§ SEITENTEXT
━━━━━━━━━━━━━━━━━━━━
Menschenrechte, Demokratie und Transparenz. Dafür kämpfte der Chefredakteur der sri lankischen Zeitung The Sunday Leader. Er bezahlte mit seinem Leben

1994 gründen die zwei Brüder Wickrematunge eine neue Zeitung auf der vom Bürgerkrieg zerrütteten Insel Sri Lanka. The Sunday Leader nennen sie die Zeitung, die schon sehr bald als "das beste und unabhängigste Blatt der Insel" bekannt wird. Kritisch berichten sie vom Krieg, informieren Land und Welt über die Fehler der Regierung und verurteilen Aktionen der Tamil Tiger Rebellen (LTTE)
━━━━━━━━━━━━━━━━━━━━
§ ARBEITSAUFTRAG A
Fassen Sie den Absatz des Seitentexts über die Zeitung The Sunday Leader, der mit „1994 gründen die zwei Brüder“ beginnt, als knappe Stichpunktliste zusammen.
§ ARBEITSAUFTRAG B
Setzen Sie den Seitentext über die Zeitung The Sunday Leader im Anschluss an seinen letzten Satz fort.
Das anschließende Material wird für die Bearbeitung nicht benötigt.

§ Bildgestützte Zeigedaten
━━━━━━━━━━━━━━━━━━━━
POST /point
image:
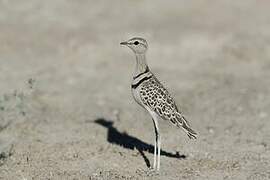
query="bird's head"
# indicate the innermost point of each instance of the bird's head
(138, 45)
━━━━━━━━━━━━━━━━━━━━
§ ERGEBNIS A
- 1994 gegründet von den Brüdern Wickrematunge auf dem vom Bürgerkrieg zerrütteten Sri Lanka
- Name der Zeitung: The Sunday Leader
- bald bekannt als „das beste und unabhängigste Blatt der Insel“
- kritische Berichterstattung über den Krieg
- Information von Land und Welt über die Fehler der Regierung
- Verurteilung von Aktionen der Tamil Tiger Rebellen (LTTE)

§ ERGEBNIS B
Die Morddrohungen lassen nicht lange auf sich warten- eine scheint gefährlicher als die andere. Juni 2000 übernimmt die Regierung die Veröffentlichung. Wickrematunge kann das nicht einfach so hinnehmen, er klagt und bekommt vom Obersten Gericht die Erlaubnis weiterhin zu publizieren. Am 5. September 2000 folgt dann die "Revanche" der Regierung. Er wird auf Grund von Kritik an der Präsidentin Chandrika Kumaratunga  zu zwei Jahren Haft verurteilt. Im Parlament sprechen Minister ganz offen Drohungen aus: 

"I will show you what it is to be scared! I will rest only once I have destroyed you! You wait and see!"

Es regnet Anrufe, Briefe und E-Mails, die sein Leben und das seiner Familie in Gefahr bringen. Seine Frau  hält den Druck und das ständige Fürchten nicht mehr aus und flieht nach Australien. Wickrematunge entscheidet sich trotz allem zu bleiben.  

"Wenn du schreibst wirst du getötet"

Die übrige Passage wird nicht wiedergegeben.